#### Given text

This is what a component port assignment for an AXI bus looks like with just std_logic_vector:

example_inst : axi_example_peripheral
        clk               => clk,
        data              => data,
        s_axi_gp0_aclk    => aclk,
        s_axi_gp0_arvalid => periph_axi_arvalid,
        s_axi_gp0_awvalid => periph_axi_awvalid,
        s_axi_gp0_bready  => periph_axi_bready,
        s_axi_gp0_rready  => periph_axi_rready,
        s_axi_gp0_wlast   => periph_axi_wlast,
        s_axi_gp0_wvalid  => periph_axi_wvalid,
        s_axi_gp0_arid    => periph_axi_arid,
        s_axi_gp0_awid    => periph_axi_awid,
        s_axi_gp0_wid     => periph_axi_wid,
        s_axi_gp0_arburst => periph_axi_arburst,
        s_axi_gp0_arlock  => periph_axi_arlock,
        s_axi_gp0_arsize  => periph_axi_arsize,
        s_axi_gp0_awburst => periph_axi_awburst,
        s_axi_gp0_awlock  => periph_axi_awlock,
        s_axi_gp0_awsize  => periph_axi_awsize,
        s_axi_gp0_arprot  => periph_axi_arprot,
        s_axi_gp0_awprot  => periph_axi_awprot,
        s_axi_gp0_araddr  => periph_axi_araddr,
        s_axi_gp0_awaddr  => periph_axi_awaddr,
        s_axi_gp0_wdata   => periph_axi_wdata,
        s_axi_gp0_arcache => periph_axi_arcache,
        s_axi_gp0_arlen   => periph_axi_arlen,
        s_axi_gp0_arqos   => periph_axi_arqos,
        s_axi_gp0_awcache => periph_axi_awcache,
        s_axi_gp0_awlen   => periph_axi_awlen,
        s_axi_gp0_awqos   => periph_axi_awqos,
        s_axi_gp0_wstrb   => periph_axi_wstrb,
        s_axi_gp0_arready => periph_axi_arready,
        s_axi_gp0_awready => periph_axi_awready,
        s_axi_gp0_bvalid  => periph_axi_bvalid,
        s_axi_gp0_rlast   => periph_axi_rlast,
        s_axi_gp0_rvalid  => periph_axi_rvalid,
        s_axi_gp0_wready  => periph_axi_wready,
        s_axi_gp0_bid     => periph_axi_bid,
        s_axi_gp0_rid     => periph_axi_rid,
        s_axi_gp0_bresp   => periph_axi_bresp,
        s_axi_gp0_rresp   => periph_axi_rresp,
        s_axi_gp0_rdata   => periph_axi_rdata,

This is what the same port assignment can look like using record types:

example_inst : axi_example_peripheral
        clk            => clk,
        data           => data,
        s_axi_gp0_aclk => aclk,
        s_axi_gp0_in   => periph_axi.from_master,
        s_axi_gp0_out  => periph_axi.to_master

The individual protocol signals are defined in the type, and they all get assigned at once instead of individually. Now imagine the data from this peripheral needs to be delayed by one clock cycle to line up correctly with another part of the design, or that there are two data sources into this peripheral that must be muxed. Which code example would be easier to change?

########
#### Dataset rows

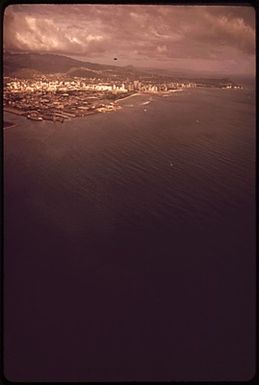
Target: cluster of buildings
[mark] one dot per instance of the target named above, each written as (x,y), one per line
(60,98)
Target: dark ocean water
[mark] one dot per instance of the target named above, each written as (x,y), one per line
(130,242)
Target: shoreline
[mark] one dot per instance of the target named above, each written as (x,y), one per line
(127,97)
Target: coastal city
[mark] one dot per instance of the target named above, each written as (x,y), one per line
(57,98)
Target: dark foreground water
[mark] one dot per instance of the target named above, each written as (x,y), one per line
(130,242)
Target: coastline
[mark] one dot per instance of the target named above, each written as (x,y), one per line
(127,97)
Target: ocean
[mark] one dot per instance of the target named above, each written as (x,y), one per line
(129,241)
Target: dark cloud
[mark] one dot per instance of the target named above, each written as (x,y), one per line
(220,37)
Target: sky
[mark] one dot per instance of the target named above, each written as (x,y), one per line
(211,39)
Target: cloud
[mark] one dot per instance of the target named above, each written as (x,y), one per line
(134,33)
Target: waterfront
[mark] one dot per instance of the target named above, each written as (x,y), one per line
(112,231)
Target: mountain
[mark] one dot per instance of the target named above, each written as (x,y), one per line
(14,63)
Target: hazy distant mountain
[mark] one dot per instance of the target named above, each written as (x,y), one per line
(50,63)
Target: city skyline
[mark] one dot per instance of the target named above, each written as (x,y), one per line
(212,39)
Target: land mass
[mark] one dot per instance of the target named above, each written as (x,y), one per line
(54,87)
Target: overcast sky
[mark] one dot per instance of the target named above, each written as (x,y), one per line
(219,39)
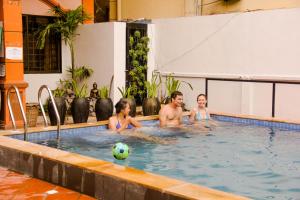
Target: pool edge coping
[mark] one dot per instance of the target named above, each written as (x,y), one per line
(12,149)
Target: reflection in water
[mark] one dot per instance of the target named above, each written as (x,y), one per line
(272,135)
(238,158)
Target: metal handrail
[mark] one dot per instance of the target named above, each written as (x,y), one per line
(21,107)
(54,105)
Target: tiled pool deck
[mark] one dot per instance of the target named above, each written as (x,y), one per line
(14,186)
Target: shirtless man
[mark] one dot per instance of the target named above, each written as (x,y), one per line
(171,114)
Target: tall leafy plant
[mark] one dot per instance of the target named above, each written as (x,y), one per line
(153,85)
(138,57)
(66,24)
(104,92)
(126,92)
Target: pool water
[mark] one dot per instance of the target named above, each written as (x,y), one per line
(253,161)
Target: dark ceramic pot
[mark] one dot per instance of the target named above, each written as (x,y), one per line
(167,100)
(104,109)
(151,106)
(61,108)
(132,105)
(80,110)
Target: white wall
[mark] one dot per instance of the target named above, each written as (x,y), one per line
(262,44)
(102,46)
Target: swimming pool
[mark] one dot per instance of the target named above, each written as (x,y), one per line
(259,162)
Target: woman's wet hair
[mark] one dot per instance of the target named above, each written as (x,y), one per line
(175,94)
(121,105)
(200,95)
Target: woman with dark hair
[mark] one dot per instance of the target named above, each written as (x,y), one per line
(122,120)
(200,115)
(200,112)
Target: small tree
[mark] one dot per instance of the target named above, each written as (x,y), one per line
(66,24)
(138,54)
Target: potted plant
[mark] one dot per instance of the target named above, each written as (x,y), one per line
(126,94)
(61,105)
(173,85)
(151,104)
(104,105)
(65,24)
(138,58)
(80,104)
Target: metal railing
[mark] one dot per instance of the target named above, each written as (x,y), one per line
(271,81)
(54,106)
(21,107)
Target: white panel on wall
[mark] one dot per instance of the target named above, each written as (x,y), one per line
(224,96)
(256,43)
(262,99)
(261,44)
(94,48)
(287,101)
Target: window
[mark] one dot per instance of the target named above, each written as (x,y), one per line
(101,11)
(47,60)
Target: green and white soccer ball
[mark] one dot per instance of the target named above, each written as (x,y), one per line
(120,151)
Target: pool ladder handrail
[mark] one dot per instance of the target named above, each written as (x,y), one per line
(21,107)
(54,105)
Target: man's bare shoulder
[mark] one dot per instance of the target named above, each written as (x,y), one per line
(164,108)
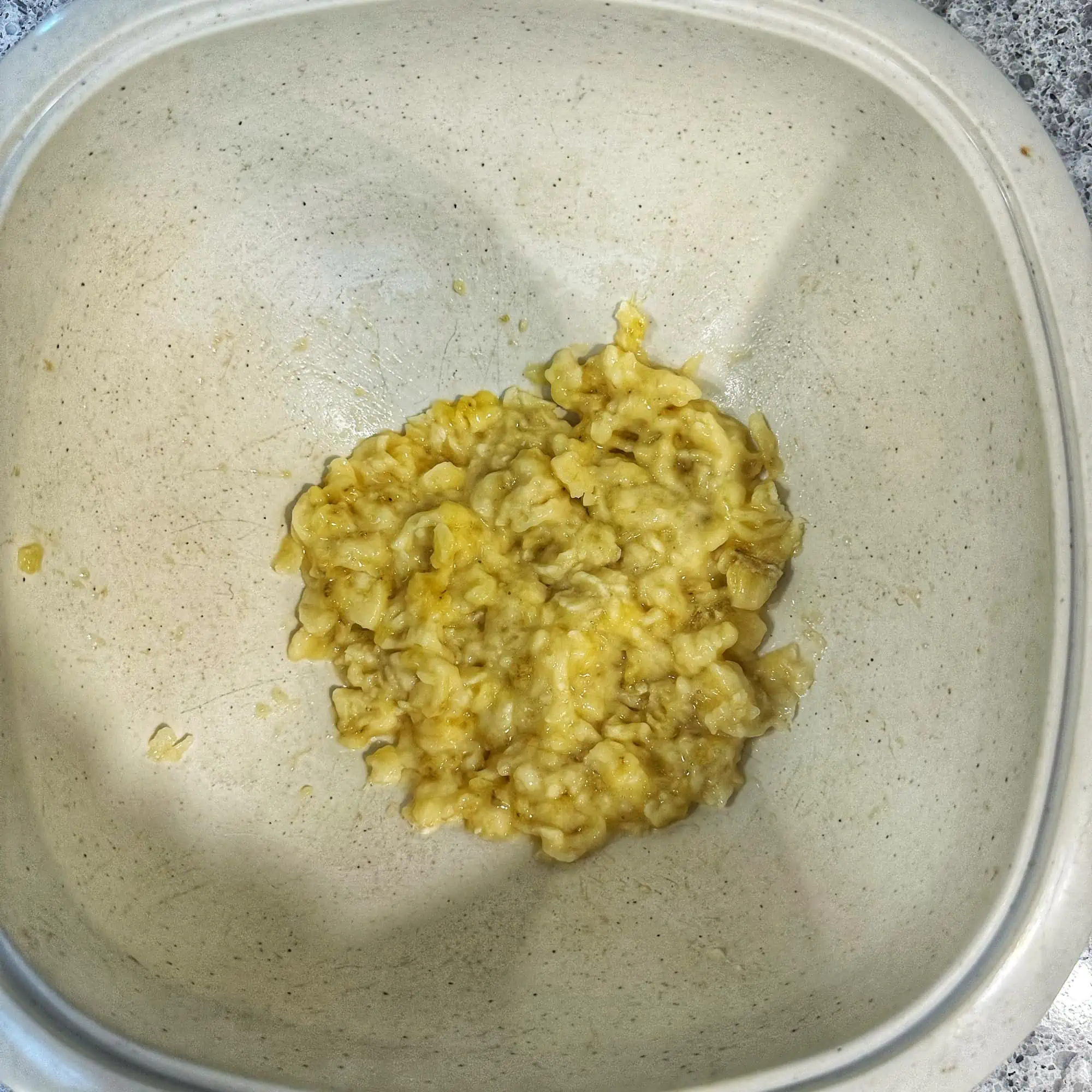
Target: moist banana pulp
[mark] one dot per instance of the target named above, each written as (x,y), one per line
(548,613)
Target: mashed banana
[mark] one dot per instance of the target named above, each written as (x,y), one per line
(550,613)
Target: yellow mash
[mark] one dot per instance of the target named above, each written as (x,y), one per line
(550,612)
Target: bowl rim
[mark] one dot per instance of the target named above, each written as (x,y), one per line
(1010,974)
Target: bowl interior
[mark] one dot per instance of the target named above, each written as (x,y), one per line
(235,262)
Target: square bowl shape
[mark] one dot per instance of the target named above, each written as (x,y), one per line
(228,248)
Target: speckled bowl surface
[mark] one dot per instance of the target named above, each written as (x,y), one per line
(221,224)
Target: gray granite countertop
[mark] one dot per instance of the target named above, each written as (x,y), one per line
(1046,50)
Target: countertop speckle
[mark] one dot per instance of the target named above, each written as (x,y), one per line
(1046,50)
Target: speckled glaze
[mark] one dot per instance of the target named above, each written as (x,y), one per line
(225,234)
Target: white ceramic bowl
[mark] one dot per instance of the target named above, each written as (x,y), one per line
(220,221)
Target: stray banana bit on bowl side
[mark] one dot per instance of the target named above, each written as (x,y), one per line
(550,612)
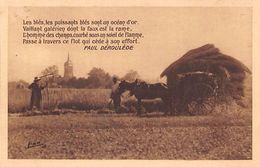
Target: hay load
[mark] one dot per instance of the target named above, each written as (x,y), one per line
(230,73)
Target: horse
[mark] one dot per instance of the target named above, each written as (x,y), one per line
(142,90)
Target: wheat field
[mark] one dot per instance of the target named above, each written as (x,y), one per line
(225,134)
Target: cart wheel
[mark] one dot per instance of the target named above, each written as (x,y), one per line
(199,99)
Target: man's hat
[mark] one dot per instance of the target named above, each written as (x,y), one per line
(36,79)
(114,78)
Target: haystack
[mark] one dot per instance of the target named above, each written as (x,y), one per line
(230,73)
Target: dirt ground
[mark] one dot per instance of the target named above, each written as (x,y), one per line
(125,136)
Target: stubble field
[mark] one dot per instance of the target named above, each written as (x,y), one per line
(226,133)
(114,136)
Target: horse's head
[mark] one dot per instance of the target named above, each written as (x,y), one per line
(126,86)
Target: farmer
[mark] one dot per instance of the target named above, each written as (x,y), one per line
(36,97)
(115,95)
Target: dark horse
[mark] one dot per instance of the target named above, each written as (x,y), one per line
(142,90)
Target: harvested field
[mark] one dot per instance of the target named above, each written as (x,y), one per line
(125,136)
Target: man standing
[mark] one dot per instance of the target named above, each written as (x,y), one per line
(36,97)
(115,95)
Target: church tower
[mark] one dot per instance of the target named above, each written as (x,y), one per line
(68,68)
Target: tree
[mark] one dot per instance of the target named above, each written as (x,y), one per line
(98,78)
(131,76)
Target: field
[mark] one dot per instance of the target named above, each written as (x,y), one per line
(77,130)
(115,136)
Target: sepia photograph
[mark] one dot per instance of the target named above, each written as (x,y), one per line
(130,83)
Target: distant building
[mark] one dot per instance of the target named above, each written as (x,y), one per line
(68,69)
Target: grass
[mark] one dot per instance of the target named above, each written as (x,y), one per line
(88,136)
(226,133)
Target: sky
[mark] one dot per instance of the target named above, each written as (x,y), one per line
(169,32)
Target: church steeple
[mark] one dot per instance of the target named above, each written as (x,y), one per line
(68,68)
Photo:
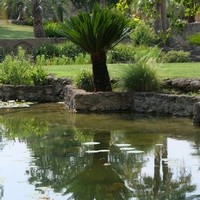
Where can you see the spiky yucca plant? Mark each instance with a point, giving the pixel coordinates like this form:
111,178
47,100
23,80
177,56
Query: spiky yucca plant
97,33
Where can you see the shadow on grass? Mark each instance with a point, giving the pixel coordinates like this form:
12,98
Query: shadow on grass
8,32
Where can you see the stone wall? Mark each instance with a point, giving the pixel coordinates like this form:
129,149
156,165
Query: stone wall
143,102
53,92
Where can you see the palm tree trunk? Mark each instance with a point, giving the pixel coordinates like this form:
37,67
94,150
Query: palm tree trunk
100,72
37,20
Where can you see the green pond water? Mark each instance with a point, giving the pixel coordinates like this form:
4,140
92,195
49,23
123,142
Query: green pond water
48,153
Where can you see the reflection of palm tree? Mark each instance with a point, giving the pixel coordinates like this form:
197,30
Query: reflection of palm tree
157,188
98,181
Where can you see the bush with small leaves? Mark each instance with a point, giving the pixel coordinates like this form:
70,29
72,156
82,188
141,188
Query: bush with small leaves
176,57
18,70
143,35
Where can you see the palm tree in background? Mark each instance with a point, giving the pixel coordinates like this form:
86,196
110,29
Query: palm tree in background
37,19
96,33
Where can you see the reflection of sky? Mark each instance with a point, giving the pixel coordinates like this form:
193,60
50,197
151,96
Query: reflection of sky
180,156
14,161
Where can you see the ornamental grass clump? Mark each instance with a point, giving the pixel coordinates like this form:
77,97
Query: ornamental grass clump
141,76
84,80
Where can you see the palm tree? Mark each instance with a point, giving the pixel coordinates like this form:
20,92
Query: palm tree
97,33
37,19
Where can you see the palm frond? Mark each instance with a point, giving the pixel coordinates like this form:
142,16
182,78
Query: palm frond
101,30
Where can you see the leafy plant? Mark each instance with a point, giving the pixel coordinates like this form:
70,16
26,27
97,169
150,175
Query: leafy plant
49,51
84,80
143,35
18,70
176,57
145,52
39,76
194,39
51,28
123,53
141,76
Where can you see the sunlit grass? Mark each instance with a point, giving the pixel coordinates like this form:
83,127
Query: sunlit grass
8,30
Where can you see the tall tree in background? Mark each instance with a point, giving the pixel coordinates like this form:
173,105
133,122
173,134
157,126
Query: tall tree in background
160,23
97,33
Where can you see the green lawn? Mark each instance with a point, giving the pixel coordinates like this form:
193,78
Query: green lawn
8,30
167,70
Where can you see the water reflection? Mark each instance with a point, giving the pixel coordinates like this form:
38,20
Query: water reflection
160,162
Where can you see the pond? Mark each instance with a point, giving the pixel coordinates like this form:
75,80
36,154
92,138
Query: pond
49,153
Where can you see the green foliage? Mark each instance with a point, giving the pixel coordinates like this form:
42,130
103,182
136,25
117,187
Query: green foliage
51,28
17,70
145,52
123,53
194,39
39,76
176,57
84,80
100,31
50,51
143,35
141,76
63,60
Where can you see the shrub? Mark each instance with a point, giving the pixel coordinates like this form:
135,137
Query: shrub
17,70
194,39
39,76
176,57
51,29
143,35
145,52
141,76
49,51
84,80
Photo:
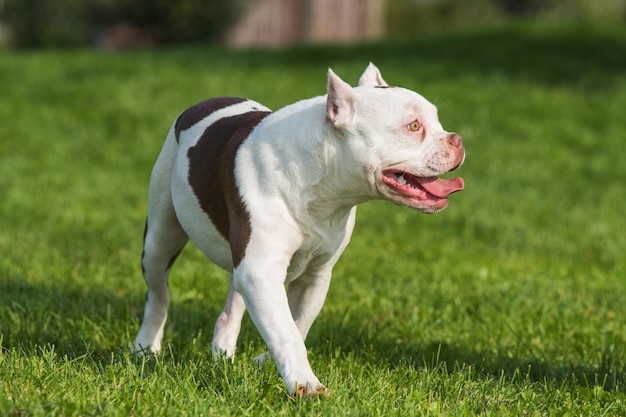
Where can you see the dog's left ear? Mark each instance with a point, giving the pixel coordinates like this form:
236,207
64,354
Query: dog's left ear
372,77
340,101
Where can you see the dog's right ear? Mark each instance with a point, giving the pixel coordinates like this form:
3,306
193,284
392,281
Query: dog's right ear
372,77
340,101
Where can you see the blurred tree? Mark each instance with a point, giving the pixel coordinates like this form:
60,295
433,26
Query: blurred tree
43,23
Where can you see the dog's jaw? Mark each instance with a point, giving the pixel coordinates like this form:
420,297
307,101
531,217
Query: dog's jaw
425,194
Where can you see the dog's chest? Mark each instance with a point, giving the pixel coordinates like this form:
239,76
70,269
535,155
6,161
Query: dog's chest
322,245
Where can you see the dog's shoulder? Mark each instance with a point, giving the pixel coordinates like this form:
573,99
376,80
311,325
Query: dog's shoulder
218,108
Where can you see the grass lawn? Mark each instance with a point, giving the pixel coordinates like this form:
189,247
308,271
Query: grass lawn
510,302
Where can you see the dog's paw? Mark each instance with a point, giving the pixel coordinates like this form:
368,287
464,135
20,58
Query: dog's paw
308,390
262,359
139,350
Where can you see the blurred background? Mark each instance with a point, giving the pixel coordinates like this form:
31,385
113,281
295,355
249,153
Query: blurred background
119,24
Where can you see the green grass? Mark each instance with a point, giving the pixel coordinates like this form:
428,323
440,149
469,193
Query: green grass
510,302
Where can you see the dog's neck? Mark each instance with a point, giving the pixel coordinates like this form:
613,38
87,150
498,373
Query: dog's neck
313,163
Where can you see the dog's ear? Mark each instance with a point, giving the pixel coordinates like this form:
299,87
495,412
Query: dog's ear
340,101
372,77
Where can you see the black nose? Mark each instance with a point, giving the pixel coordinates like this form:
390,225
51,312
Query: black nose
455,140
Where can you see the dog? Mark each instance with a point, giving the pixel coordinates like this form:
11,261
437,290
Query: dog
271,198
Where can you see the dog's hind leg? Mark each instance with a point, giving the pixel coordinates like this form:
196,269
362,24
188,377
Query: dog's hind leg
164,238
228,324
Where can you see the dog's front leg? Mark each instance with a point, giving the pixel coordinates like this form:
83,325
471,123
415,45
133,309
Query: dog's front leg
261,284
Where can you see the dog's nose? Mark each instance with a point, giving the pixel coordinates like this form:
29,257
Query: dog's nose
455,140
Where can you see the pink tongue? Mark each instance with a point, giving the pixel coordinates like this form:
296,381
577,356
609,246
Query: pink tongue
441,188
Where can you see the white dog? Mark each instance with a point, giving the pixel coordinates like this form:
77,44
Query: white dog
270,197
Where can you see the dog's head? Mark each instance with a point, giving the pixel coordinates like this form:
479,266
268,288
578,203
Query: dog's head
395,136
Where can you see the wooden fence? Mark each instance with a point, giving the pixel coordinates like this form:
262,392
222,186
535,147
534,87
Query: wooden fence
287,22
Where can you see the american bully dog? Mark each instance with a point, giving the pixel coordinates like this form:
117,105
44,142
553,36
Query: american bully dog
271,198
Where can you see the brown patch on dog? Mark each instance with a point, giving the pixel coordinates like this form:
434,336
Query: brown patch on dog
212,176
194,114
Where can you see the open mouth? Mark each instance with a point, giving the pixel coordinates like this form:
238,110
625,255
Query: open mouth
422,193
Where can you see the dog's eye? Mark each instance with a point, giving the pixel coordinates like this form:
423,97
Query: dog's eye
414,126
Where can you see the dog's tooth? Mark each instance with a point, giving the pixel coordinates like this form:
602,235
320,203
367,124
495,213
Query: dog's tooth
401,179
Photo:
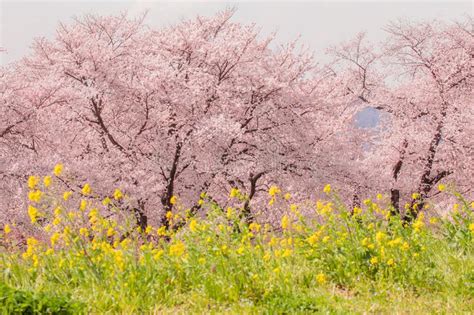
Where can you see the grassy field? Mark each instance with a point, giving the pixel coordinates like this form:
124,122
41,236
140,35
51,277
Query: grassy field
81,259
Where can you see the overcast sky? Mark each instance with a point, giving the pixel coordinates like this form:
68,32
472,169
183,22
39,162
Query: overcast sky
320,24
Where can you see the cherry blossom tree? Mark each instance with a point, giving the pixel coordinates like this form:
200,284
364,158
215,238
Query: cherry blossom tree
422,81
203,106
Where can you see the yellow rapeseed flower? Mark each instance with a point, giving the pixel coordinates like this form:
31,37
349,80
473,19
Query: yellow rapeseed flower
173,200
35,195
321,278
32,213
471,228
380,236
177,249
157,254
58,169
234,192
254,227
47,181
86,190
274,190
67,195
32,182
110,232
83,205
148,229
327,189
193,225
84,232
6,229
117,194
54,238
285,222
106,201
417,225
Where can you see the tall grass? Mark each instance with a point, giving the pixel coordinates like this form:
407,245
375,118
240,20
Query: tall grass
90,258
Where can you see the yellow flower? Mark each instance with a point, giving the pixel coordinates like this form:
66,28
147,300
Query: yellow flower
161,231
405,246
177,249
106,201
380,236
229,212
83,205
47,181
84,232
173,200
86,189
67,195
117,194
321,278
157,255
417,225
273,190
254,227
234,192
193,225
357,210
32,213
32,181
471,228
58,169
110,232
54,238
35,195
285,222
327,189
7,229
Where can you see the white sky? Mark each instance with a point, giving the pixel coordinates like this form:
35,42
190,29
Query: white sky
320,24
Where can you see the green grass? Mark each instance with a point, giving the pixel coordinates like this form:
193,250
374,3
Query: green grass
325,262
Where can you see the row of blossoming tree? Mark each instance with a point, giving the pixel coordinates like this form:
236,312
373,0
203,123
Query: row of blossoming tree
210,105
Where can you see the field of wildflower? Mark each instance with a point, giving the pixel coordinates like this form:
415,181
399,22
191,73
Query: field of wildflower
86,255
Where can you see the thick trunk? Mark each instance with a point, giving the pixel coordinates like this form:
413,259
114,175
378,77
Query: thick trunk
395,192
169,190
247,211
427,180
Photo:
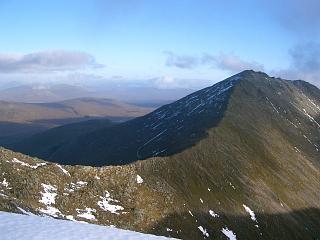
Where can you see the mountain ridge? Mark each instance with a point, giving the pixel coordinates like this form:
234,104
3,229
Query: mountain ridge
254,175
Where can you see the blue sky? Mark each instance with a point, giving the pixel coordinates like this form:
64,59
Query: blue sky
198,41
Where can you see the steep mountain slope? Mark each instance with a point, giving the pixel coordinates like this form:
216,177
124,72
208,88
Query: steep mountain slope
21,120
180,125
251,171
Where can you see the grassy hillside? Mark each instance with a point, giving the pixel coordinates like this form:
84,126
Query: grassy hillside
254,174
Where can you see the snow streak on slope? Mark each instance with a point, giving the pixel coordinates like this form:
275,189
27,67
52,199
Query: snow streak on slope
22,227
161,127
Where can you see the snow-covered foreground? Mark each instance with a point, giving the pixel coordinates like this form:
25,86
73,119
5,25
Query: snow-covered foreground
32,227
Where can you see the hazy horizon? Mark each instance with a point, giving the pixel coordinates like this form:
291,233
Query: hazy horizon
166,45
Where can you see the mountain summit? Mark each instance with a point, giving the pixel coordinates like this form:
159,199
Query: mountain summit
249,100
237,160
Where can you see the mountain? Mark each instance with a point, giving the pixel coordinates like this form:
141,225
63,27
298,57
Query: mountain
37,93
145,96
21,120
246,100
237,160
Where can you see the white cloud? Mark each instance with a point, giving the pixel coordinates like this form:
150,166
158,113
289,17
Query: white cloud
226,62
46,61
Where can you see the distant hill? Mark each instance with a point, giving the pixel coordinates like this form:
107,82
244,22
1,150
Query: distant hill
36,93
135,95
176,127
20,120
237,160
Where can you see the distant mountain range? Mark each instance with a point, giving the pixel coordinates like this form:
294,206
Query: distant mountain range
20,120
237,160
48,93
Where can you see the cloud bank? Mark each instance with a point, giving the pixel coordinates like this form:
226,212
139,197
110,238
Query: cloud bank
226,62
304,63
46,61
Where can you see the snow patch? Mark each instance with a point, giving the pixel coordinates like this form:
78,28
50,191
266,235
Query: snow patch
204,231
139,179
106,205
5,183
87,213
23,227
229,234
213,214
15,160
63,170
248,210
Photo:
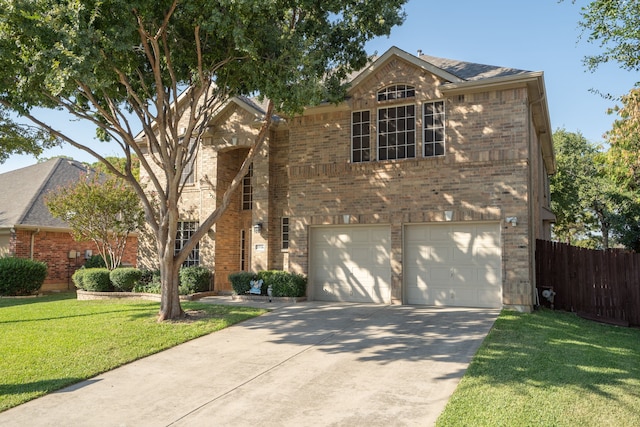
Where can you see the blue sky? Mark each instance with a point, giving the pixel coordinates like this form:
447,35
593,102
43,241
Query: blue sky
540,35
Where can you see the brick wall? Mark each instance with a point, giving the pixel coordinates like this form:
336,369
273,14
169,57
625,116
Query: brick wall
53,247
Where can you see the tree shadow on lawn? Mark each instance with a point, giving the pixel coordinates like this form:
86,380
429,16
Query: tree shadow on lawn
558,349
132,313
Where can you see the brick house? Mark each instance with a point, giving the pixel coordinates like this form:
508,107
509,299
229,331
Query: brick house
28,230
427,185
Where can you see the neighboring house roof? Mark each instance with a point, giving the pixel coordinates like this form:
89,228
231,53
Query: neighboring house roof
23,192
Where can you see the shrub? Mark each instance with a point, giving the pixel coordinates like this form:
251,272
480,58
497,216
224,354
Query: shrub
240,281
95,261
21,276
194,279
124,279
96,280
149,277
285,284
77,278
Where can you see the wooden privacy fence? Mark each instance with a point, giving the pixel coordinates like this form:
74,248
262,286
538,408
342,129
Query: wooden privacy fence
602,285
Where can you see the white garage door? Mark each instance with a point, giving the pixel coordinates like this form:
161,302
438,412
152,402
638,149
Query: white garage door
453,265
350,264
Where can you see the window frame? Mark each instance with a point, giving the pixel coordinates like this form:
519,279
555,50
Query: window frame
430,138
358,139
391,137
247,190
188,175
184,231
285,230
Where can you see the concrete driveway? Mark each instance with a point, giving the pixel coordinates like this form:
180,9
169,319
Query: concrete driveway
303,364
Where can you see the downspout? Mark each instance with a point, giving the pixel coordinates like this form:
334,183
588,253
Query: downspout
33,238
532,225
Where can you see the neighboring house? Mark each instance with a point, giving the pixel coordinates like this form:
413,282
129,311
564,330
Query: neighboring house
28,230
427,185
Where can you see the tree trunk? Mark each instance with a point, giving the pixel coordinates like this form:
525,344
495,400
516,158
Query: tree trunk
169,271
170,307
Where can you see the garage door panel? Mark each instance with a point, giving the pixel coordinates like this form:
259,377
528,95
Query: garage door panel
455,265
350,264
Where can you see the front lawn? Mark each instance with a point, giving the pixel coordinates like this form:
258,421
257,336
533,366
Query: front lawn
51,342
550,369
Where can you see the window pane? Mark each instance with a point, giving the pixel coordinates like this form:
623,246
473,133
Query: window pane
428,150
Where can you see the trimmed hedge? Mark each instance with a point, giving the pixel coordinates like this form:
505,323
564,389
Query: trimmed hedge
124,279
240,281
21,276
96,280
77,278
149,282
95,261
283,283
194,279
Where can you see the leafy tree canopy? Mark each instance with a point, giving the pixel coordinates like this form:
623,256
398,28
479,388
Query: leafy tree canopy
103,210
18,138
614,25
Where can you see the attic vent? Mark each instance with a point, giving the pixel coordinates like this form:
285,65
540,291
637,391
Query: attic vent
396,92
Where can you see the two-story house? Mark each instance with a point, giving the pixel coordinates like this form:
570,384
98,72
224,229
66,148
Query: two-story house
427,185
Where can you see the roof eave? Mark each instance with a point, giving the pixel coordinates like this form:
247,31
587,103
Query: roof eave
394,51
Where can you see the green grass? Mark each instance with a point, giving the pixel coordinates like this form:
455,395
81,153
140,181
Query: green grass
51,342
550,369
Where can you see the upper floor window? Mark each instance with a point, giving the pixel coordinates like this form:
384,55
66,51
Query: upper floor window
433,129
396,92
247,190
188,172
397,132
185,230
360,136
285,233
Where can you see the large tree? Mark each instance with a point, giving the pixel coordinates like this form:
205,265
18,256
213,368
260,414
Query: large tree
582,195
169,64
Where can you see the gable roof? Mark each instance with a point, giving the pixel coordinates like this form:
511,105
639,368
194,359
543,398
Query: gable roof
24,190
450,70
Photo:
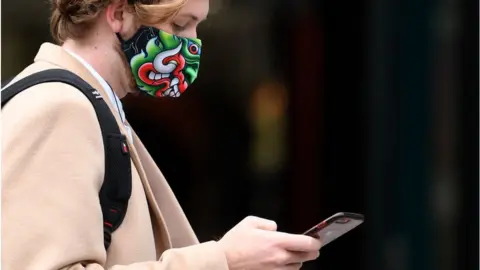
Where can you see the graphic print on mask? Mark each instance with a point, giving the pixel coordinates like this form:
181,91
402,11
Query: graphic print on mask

########

Job 1 >>
Translate this sentence from the passage on AXI port assignments into Spanish: "The individual protocol signals are defined in the type, and they all get assigned at once instead of individually."
Job 2 >>
Reproduce word for word the part of the passage on AXI port assignments from "The individual protocol" to "easier to change?".
Job 3 >>
Answer these questions using the passage on AXI port assignments.
(a) In the version that uses only std_logic_vector, what is s_axi_gp0_aclk assigned to?
(b) In the version that uses record types, what is s_axi_gp0_out assigned to?
(c) By how many clock cycles does the closing paragraph imagine the peripheral's data needing to be delayed?

Solution 1 >>
Las señales individuales del protocolo se definen en el tipo, y todas se asignan a la vez en lugar de individualmente.

Solution 2 >>
The individual protocol signals are defined in the type, and they all get assigned at once instead of individually. Now imagine the data from this peripheral needs to be delayed by one clock cycle to line up correctly with another part of the design, or that there are two data sources into this peripheral that must be muxed. Which code example would be easier to change?

Solution 3 >>
(a) aclk
(b) periph_axi.to_master
(c) One clock cycle